• **Excerpt**:
One thing all humans need is sleep. You cannot deny this fact for long. Maybe you decide that you don’t have time to sleep and would rather stay up to work or party. Maybe caregiving responsibilities keep you up at night, when an infant starts crying or a senior with dementia starts wandering around the house. Maybe pain or anxiety or bad dreams or who-knows-what keeps you from falling asleep or staying asleep. Eventually, you hit a wall and face the truth:
You have to sleep.
So what if you have a hard time falling asleep or staying asleep? What if your available time is so limited that you don’t get ideal circumstances – you have to sleep when it’s daylight outside and the neighbors are mowing the lawn, or you can only catch a few hours while your friend spends time with your mom who has dementia? What can you do to get the sleep you need?
Sleep is a huge topic among health professionals, and there are many ways to improve your sleep. Music is one of the factors that can improve the length and quality of your sleep. In fact, research evidence has pointed towards ways that music can improve sleep in hospitals and nursing homes, and for people who have pain or other medical conditions.
How does music help?
Here are a few possibilities:
- Music raises the noise floor. We tend to be more bothered by sudden loud sounds, those that are a certain amount louder than the ambient noise in our environment. That’s why whispers and cell phone rings are so much more distracting in the library than at the bus stop. Adding music to the environment raises the “noise floor” so that the sudden sounds aren’t as distracting. Sometimes called masking, this use of music works well in hospitals and nursing homes where there can be a lot of excess noise from health care workers, alarms and chimes, medical equipment, etc. It works well in a noisy home environment, too.

• **Data to examine**:
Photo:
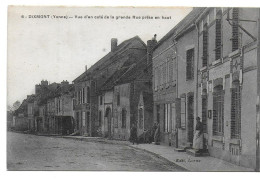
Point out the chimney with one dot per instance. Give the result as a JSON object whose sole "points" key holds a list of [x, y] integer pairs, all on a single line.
{"points": [[113, 44], [150, 45]]}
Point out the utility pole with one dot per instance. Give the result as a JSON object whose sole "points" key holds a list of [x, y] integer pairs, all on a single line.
{"points": [[258, 100]]}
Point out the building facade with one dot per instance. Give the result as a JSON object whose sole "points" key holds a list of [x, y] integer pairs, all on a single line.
{"points": [[86, 85]]}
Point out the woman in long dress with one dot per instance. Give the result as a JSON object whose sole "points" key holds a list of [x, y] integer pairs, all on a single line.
{"points": [[198, 136]]}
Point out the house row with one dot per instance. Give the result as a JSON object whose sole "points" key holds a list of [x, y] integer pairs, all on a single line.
{"points": [[205, 66]]}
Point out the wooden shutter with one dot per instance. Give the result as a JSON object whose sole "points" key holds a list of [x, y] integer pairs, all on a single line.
{"points": [[218, 36], [178, 112], [205, 46], [235, 29]]}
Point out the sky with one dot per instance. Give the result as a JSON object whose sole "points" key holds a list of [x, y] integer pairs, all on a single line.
{"points": [[57, 49]]}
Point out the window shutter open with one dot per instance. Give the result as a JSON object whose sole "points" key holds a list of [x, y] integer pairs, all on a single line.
{"points": [[178, 112]]}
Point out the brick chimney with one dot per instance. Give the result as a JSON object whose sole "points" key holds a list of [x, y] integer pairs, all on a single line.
{"points": [[150, 45], [113, 44]]}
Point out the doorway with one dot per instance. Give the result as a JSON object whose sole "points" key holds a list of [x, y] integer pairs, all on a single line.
{"points": [[190, 119]]}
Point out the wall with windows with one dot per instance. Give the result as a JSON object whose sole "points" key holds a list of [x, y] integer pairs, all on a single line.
{"points": [[121, 112], [229, 121]]}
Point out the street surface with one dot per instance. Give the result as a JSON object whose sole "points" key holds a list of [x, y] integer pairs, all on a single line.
{"points": [[31, 152]]}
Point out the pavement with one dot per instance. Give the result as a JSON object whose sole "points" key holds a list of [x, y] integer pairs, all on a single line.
{"points": [[190, 163]]}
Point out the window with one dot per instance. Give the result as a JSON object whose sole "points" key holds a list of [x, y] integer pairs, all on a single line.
{"points": [[190, 64], [235, 29], [123, 118], [164, 70], [88, 94], [116, 118], [205, 46], [158, 113], [167, 108], [183, 112], [100, 100], [80, 96], [156, 78], [83, 95], [171, 70], [83, 119], [218, 40], [236, 111], [100, 118], [218, 110], [141, 118], [118, 98]]}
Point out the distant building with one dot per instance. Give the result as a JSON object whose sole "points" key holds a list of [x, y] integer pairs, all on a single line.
{"points": [[206, 67], [87, 84], [121, 94]]}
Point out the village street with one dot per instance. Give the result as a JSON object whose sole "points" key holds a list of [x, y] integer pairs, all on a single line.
{"points": [[31, 152]]}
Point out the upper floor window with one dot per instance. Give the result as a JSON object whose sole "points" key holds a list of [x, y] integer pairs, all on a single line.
{"points": [[118, 98], [205, 45], [218, 38], [141, 118], [235, 40], [123, 118], [100, 100], [190, 64], [88, 94]]}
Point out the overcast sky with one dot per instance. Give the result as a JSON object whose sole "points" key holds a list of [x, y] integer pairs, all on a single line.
{"points": [[58, 49]]}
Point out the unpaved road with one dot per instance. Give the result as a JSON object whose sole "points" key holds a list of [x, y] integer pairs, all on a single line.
{"points": [[31, 152]]}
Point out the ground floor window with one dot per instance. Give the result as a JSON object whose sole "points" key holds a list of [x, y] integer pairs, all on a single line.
{"points": [[167, 117], [218, 110], [236, 110], [141, 118], [123, 118]]}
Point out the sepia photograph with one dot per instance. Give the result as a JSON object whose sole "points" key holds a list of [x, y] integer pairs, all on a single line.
{"points": [[135, 89]]}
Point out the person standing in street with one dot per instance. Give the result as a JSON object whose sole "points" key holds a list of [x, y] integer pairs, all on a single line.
{"points": [[198, 136], [133, 134]]}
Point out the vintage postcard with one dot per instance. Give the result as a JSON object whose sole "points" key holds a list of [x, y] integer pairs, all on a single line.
{"points": [[133, 89]]}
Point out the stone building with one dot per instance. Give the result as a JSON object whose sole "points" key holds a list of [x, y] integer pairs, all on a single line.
{"points": [[174, 82], [227, 81], [121, 94], [88, 83], [214, 54]]}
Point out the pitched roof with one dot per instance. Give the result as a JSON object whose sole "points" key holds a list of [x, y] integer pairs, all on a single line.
{"points": [[137, 70], [100, 64], [183, 25]]}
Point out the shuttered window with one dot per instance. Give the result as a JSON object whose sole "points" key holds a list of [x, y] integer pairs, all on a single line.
{"points": [[236, 111], [218, 111], [141, 119], [204, 112], [123, 118], [100, 118], [83, 95], [178, 112], [116, 118], [190, 64], [183, 112], [235, 42], [171, 70], [88, 94], [205, 46], [218, 42], [190, 110]]}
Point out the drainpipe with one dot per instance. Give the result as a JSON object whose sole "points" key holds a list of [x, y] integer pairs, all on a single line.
{"points": [[258, 103], [197, 65]]}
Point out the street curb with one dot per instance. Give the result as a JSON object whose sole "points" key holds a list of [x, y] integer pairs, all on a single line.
{"points": [[159, 156], [129, 145]]}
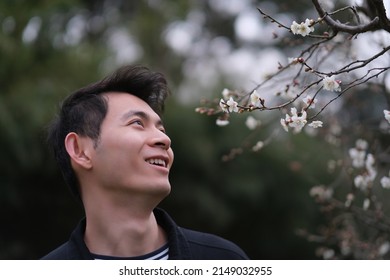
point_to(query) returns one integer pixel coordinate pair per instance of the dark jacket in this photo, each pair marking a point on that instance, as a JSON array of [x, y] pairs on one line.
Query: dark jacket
[[184, 244]]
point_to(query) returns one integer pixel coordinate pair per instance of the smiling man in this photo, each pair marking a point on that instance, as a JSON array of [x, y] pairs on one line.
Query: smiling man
[[111, 146]]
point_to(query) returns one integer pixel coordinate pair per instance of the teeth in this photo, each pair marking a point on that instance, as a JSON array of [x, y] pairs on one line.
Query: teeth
[[156, 161]]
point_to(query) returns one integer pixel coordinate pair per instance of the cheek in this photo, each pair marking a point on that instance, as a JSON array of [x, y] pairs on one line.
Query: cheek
[[171, 155]]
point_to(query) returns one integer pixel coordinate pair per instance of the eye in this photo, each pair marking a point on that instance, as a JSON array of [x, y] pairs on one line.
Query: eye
[[136, 122]]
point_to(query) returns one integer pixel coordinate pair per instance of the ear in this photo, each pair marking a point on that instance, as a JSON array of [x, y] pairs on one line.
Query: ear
[[79, 150]]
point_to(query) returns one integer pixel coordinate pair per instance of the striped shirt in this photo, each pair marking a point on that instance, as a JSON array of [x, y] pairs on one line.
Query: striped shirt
[[159, 254]]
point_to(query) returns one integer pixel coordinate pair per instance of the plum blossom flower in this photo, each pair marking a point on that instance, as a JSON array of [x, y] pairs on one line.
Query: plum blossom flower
[[387, 115], [303, 28], [255, 99], [226, 93], [385, 182], [366, 203], [259, 145], [310, 102], [321, 192], [222, 122], [316, 124], [358, 153], [228, 106], [331, 84], [295, 121], [252, 123]]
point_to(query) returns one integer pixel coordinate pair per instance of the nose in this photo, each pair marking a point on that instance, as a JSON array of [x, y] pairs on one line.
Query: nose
[[161, 139]]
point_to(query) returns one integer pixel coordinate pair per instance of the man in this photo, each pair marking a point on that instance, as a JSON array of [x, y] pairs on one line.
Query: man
[[111, 146]]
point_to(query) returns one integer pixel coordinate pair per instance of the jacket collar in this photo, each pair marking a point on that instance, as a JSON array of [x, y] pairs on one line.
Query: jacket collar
[[178, 244]]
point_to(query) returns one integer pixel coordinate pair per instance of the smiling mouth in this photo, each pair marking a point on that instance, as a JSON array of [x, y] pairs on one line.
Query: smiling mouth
[[157, 161]]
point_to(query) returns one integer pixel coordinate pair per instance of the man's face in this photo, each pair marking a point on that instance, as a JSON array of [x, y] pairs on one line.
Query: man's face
[[133, 153]]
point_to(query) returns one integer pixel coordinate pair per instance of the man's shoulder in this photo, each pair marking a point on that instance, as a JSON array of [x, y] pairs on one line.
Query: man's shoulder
[[209, 246], [62, 252]]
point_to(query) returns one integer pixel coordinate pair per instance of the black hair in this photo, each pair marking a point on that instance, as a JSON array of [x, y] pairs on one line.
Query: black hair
[[84, 110]]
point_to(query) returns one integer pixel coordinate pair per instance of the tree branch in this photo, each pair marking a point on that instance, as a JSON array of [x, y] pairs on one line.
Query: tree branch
[[337, 26], [378, 8]]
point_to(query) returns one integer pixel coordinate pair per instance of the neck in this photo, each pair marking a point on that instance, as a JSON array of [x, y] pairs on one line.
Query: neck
[[122, 230]]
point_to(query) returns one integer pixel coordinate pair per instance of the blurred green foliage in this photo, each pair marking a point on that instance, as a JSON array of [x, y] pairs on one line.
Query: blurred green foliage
[[258, 200]]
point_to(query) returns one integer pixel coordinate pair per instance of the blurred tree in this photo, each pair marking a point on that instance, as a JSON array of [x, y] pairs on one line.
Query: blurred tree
[[50, 48]]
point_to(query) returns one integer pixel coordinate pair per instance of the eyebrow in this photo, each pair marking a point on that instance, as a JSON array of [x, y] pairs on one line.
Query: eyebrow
[[141, 114]]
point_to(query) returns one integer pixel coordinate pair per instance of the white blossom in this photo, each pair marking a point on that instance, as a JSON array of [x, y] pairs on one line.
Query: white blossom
[[221, 122], [252, 123], [226, 93], [255, 99], [329, 83], [358, 157], [310, 102], [298, 121], [321, 192], [361, 182], [350, 198], [387, 115], [316, 124], [385, 182], [303, 28], [366, 203], [259, 145], [361, 144], [228, 106], [284, 123], [295, 121]]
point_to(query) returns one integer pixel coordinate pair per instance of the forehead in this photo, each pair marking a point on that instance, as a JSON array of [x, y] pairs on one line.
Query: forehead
[[119, 103]]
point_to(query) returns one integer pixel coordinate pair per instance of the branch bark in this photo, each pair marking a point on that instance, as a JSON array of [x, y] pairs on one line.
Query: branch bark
[[374, 24]]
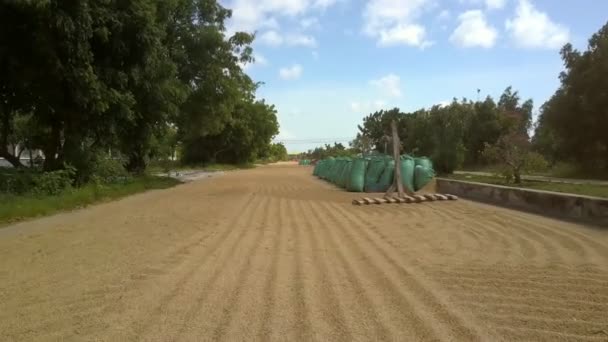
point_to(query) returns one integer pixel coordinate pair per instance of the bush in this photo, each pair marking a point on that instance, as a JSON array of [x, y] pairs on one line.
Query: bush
[[108, 171], [16, 181], [55, 182]]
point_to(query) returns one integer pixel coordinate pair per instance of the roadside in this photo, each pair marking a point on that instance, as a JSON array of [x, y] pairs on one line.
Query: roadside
[[539, 178], [571, 186], [14, 208]]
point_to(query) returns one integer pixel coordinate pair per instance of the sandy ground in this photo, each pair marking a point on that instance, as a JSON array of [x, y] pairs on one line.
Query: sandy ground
[[275, 254]]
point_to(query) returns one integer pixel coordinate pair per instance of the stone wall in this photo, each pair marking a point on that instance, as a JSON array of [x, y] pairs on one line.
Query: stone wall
[[575, 207]]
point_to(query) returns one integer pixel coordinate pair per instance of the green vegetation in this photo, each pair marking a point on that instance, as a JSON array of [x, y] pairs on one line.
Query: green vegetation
[[138, 81], [571, 129], [104, 88], [580, 189], [18, 207], [323, 152], [166, 166]]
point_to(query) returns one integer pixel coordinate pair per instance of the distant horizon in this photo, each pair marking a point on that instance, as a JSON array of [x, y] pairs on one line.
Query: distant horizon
[[326, 64]]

• **Activities**:
**1.** Please print the part of the passage on sleep and music starting with "Here are a few" and going on through "home environment, too.".
**2.** In the passage on sleep and music, what other name is given for using music to raise the noise floor?

• **Responses per task**:
**1.**
Here are a few possibilities:
- Music raises the noise floor. We tend to be more bothered by sudden loud sounds, those that are a certain amount louder than the ambient noise in our environment. That’s why whispers and cell phone rings are so much more distracting in the library than at the bus stop. Adding music to the environment raises the “noise floor” so that the sudden sounds aren’t as distracting. Sometimes called masking, this use of music works well in hospitals and nursing homes where there can be a lot of excess noise from health care workers, alarms and chimes, medical equipment, etc. It works well in a noisy home environment, too.

**2.** Masking.